- _Task description_: Reproduce only the lines of data between the lines holding "item: decorative tile border" and "[209,52,240,85]", inclusive, switching each "ceiling" to "overhead" and leaving everything else unchanged.
::: Dataset rows :::
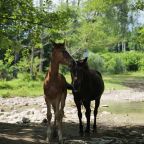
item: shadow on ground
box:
[0,122,144,144]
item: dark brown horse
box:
[71,58,104,134]
[44,43,73,143]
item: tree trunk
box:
[30,46,35,80]
[39,48,44,72]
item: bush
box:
[139,58,144,71]
[88,53,104,72]
[0,60,13,80]
[123,52,143,71]
[102,51,144,73]
[106,57,126,74]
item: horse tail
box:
[66,83,74,90]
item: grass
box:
[0,72,144,97]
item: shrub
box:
[123,52,142,71]
[139,58,144,71]
[88,53,104,72]
[106,57,126,74]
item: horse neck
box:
[49,59,59,79]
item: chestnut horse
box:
[44,43,74,143]
[71,58,104,135]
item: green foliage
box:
[123,52,143,71]
[102,51,143,74]
[106,57,126,74]
[88,53,104,72]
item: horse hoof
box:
[93,129,97,133]
[79,131,83,137]
[59,140,64,144]
[53,130,58,138]
[45,138,50,144]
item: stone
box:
[22,117,30,124]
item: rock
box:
[22,117,30,124]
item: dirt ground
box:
[0,90,144,144]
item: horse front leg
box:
[93,99,100,132]
[56,93,66,144]
[83,101,91,134]
[74,97,83,136]
[46,102,52,143]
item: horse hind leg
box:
[56,94,66,144]
[74,98,83,136]
[52,104,57,137]
[93,99,100,132]
[46,103,52,143]
[84,101,91,134]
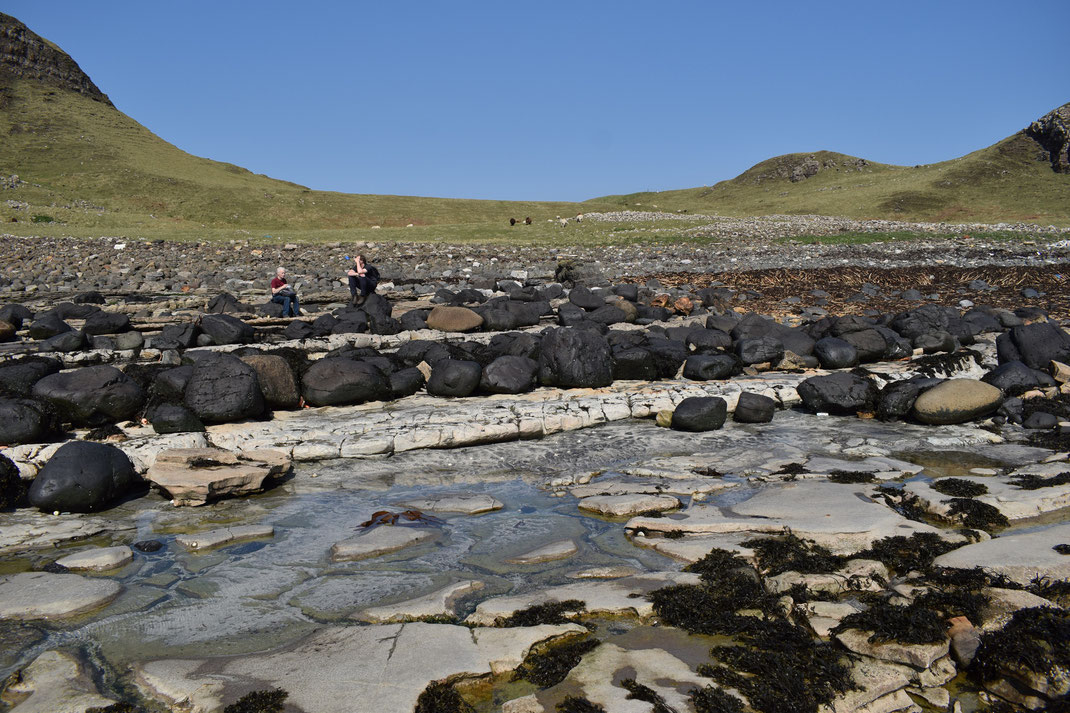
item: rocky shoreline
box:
[0,225,1070,713]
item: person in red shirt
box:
[271,267,301,317]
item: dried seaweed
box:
[494,600,587,626]
[223,688,290,713]
[828,470,874,485]
[513,638,601,688]
[832,602,947,643]
[413,682,475,713]
[932,477,989,498]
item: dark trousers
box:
[349,275,379,297]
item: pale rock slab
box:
[401,494,505,515]
[933,524,1070,585]
[505,540,580,564]
[174,525,275,549]
[578,495,679,517]
[625,481,949,555]
[354,579,484,624]
[0,572,122,620]
[56,545,134,572]
[136,623,586,713]
[331,526,438,562]
[3,651,116,713]
[144,449,291,505]
[464,572,701,626]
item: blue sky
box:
[0,0,1070,200]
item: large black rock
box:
[301,357,391,406]
[797,373,880,414]
[200,314,254,344]
[672,396,728,433]
[684,354,740,381]
[0,398,59,445]
[481,354,538,394]
[427,359,483,396]
[732,391,777,423]
[32,364,144,426]
[0,357,61,396]
[539,328,613,389]
[29,441,139,513]
[813,337,858,369]
[184,354,264,423]
[81,310,131,334]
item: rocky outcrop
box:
[0,13,112,106]
[1025,104,1070,173]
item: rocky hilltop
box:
[0,13,112,106]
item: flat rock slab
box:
[174,525,275,549]
[0,572,123,620]
[56,545,134,572]
[552,643,712,713]
[505,540,580,564]
[401,494,505,515]
[3,651,116,713]
[626,481,949,555]
[465,572,700,625]
[144,449,291,505]
[354,579,483,624]
[136,623,586,713]
[579,495,679,517]
[933,524,1070,585]
[331,526,438,562]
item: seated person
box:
[271,267,301,317]
[346,255,379,307]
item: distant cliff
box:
[0,13,112,106]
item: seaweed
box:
[223,688,290,713]
[413,681,475,713]
[555,696,606,713]
[831,602,947,643]
[698,620,856,713]
[688,686,744,713]
[855,532,962,574]
[932,477,989,498]
[621,679,676,713]
[969,607,1070,685]
[513,638,601,688]
[828,470,874,484]
[946,498,1010,531]
[743,532,846,576]
[1010,472,1070,490]
[494,600,587,626]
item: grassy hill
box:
[0,14,1070,244]
[600,132,1070,226]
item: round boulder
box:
[29,441,139,513]
[301,357,391,406]
[671,396,729,433]
[797,371,880,415]
[32,364,144,426]
[914,379,1003,425]
[427,305,483,332]
[183,354,264,423]
[427,359,483,396]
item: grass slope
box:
[599,139,1070,226]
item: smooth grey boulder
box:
[539,328,613,389]
[796,373,880,415]
[671,396,728,433]
[32,364,144,426]
[301,357,391,406]
[427,359,483,397]
[28,441,140,513]
[183,354,264,423]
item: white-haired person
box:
[271,266,301,317]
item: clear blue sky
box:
[0,0,1070,200]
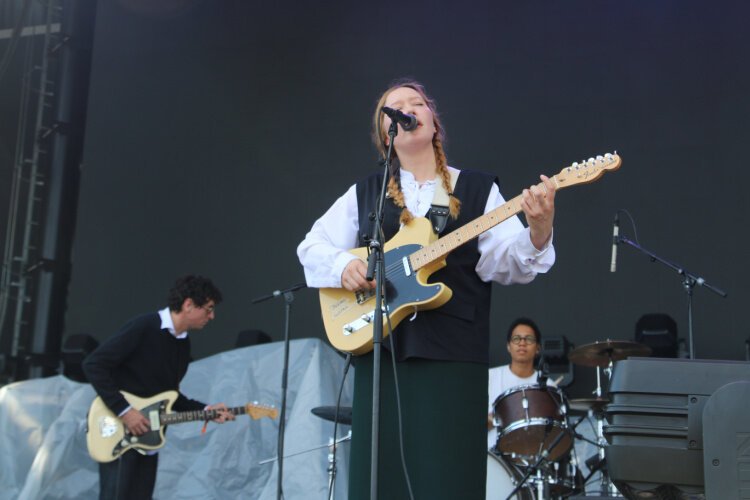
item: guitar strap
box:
[427,170,458,234]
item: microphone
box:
[381,106,419,132]
[609,212,620,273]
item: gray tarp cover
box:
[0,339,353,500]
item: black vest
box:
[357,170,497,363]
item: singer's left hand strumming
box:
[521,175,555,250]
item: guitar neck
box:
[409,182,548,271]
[159,406,247,425]
[409,153,622,271]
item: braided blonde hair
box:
[372,80,461,224]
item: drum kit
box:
[487,340,651,500]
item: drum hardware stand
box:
[615,235,727,359]
[506,418,583,500]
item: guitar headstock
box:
[553,152,622,188]
[245,403,279,420]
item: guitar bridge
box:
[341,307,386,336]
[354,289,375,305]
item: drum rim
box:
[497,417,568,439]
[492,384,565,408]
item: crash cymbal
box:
[310,406,352,425]
[568,398,609,413]
[568,340,651,367]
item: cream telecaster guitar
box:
[86,391,278,462]
[320,153,622,354]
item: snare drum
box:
[487,452,536,500]
[493,385,573,461]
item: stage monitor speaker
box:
[634,313,679,358]
[604,358,750,500]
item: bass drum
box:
[487,452,536,500]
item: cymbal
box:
[568,339,651,367]
[568,398,609,413]
[310,406,352,425]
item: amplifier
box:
[604,358,750,499]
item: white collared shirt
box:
[297,167,555,288]
[159,307,187,339]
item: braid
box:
[432,134,461,220]
[388,175,414,224]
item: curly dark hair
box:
[167,274,222,312]
[506,318,542,345]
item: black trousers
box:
[349,350,487,500]
[99,450,159,500]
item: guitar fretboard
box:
[409,153,622,271]
[159,406,247,425]
[409,184,536,270]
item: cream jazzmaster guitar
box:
[86,391,278,462]
[320,153,622,354]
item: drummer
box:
[487,318,555,450]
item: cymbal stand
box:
[328,431,342,500]
[258,430,352,465]
[584,358,620,496]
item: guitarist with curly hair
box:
[83,275,234,500]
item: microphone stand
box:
[615,235,727,359]
[366,121,398,500]
[250,283,307,500]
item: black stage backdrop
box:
[58,0,750,394]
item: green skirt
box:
[349,350,487,500]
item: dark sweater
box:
[83,313,206,415]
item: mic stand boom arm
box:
[366,121,398,500]
[616,236,727,359]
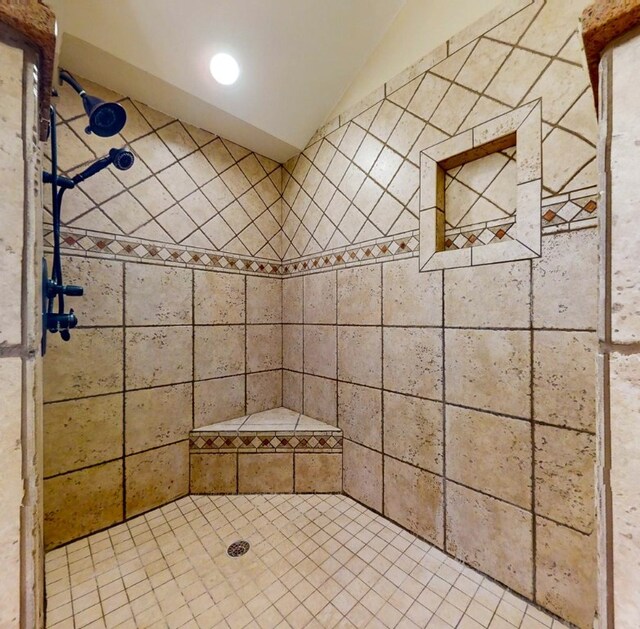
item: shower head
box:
[60,70,127,138]
[71,149,135,185]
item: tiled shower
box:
[37,0,598,629]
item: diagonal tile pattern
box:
[46,494,566,629]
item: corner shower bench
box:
[189,408,342,494]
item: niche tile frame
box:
[420,99,542,271]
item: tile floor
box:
[46,494,565,629]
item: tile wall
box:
[0,20,44,628]
[598,29,640,627]
[283,0,598,627]
[44,79,282,547]
[44,256,282,546]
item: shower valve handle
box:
[62,284,84,297]
[48,280,84,297]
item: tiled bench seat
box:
[189,408,342,494]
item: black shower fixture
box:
[41,70,135,355]
[60,70,127,138]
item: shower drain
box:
[227,540,249,557]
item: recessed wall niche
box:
[420,100,542,271]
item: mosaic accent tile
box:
[420,100,542,271]
[444,220,515,251]
[541,191,599,233]
[44,225,281,275]
[189,408,342,453]
[189,431,342,452]
[282,231,419,275]
[46,494,586,629]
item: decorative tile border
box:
[282,231,420,275]
[44,188,598,276]
[189,430,342,453]
[541,190,598,234]
[44,225,281,275]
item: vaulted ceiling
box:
[50,0,405,161]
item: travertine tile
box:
[609,354,640,623]
[125,384,192,454]
[43,328,123,402]
[193,271,246,324]
[246,324,282,372]
[282,369,302,413]
[382,258,442,325]
[338,382,382,450]
[47,494,560,629]
[536,518,597,627]
[282,325,303,371]
[294,452,342,494]
[302,374,338,426]
[304,324,337,378]
[247,276,282,323]
[384,328,442,399]
[446,482,533,597]
[304,271,336,323]
[444,262,531,328]
[535,426,596,534]
[125,441,189,518]
[125,263,193,325]
[189,452,238,494]
[43,394,122,476]
[445,330,531,418]
[384,456,444,548]
[63,256,124,326]
[342,439,382,511]
[246,369,282,414]
[533,229,598,330]
[340,326,382,387]
[193,375,245,428]
[126,326,193,389]
[0,356,20,612]
[194,325,245,380]
[384,391,443,474]
[338,264,382,325]
[533,331,597,432]
[282,277,304,323]
[446,405,531,509]
[44,461,123,548]
[238,453,293,494]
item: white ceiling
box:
[51,0,405,161]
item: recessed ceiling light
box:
[209,52,240,85]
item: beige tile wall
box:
[283,230,597,627]
[283,0,598,627]
[596,29,640,627]
[44,256,282,547]
[38,0,597,627]
[45,77,282,260]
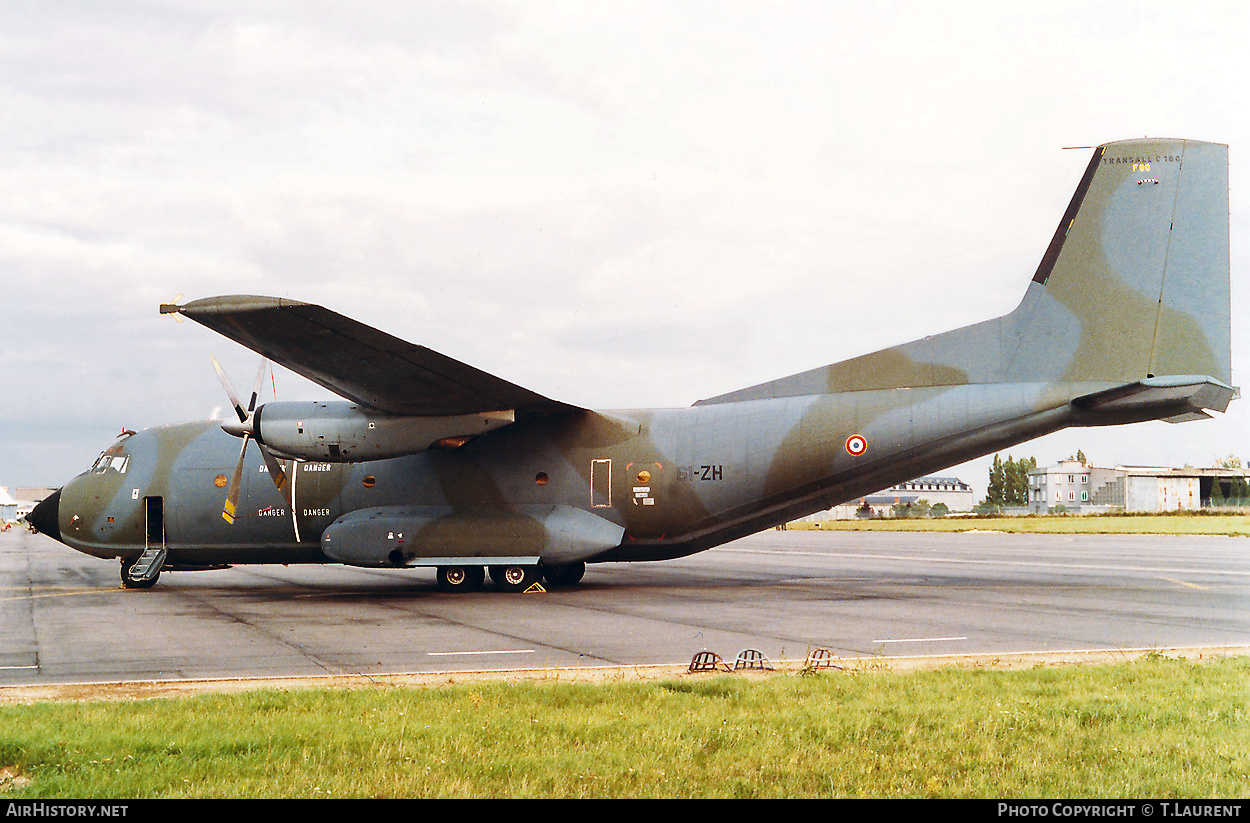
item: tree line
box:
[985,454,1040,505]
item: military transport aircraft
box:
[29,139,1238,592]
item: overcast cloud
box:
[0,0,1250,490]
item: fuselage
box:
[34,384,1130,567]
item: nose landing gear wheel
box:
[490,565,540,592]
[121,558,160,589]
[439,565,486,593]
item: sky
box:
[0,0,1250,493]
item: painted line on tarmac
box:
[425,649,534,657]
[716,548,1250,577]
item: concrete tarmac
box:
[0,529,1250,687]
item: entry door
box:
[590,459,613,509]
[144,497,165,548]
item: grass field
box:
[0,655,1250,799]
[786,513,1250,537]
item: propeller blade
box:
[221,433,249,525]
[209,354,248,423]
[248,358,269,417]
[213,358,276,524]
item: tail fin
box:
[703,139,1231,403]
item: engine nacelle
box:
[238,400,516,463]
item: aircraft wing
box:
[160,295,578,419]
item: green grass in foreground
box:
[788,514,1250,537]
[0,655,1250,798]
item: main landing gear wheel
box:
[490,565,541,592]
[543,560,586,585]
[121,558,160,589]
[439,565,486,593]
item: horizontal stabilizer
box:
[1073,375,1239,423]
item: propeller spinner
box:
[213,358,286,524]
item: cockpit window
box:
[91,452,130,474]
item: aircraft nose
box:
[26,489,61,540]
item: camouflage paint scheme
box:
[30,139,1238,590]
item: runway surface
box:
[0,529,1250,687]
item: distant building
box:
[1029,460,1250,514]
[0,485,56,523]
[806,477,976,520]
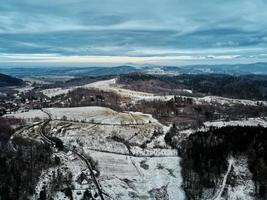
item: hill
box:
[0,74,23,87]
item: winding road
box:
[39,109,105,200]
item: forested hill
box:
[0,74,23,87]
[118,73,267,100]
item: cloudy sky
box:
[0,0,267,64]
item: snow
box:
[90,151,185,200]
[227,156,255,200]
[204,118,267,128]
[44,106,161,125]
[4,109,48,121]
[212,157,234,200]
[193,96,267,106]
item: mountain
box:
[0,74,23,87]
[0,66,140,77]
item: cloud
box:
[0,0,267,64]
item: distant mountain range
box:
[0,63,267,77]
[0,74,23,87]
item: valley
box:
[0,69,267,200]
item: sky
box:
[0,0,267,65]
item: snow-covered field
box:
[5,106,161,125]
[193,96,267,106]
[89,151,185,200]
[45,106,157,125]
[204,118,267,128]
[42,79,267,109]
[4,109,48,122]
:::
- _The completed task_:
item: decorative tile border
box:
[282,231,420,275]
[44,188,598,276]
[189,430,342,453]
[541,190,598,234]
[44,225,281,275]
item: vaulted overhead
box:
[50,0,405,161]
item: travertine tile
box:
[609,354,640,623]
[125,384,192,454]
[43,328,123,402]
[193,271,246,324]
[246,324,282,372]
[282,369,302,413]
[382,258,442,325]
[338,382,382,450]
[47,494,560,629]
[536,518,597,627]
[282,325,303,371]
[294,452,342,494]
[302,374,338,426]
[304,324,337,378]
[247,276,282,323]
[384,328,442,399]
[446,482,533,597]
[304,271,336,323]
[444,262,531,328]
[535,426,596,534]
[125,441,189,518]
[125,263,193,325]
[189,452,238,494]
[43,394,122,476]
[445,330,531,418]
[384,456,444,548]
[63,256,124,326]
[342,439,382,511]
[246,369,282,414]
[533,229,598,330]
[340,326,382,387]
[193,375,245,428]
[126,326,193,389]
[0,356,20,612]
[194,325,245,380]
[384,391,443,474]
[338,264,382,325]
[533,331,597,432]
[282,277,304,323]
[446,405,531,509]
[44,461,123,548]
[238,453,293,494]
item: white overhead
box:
[51,0,405,161]
item: recessed overhead light
box:
[209,52,240,85]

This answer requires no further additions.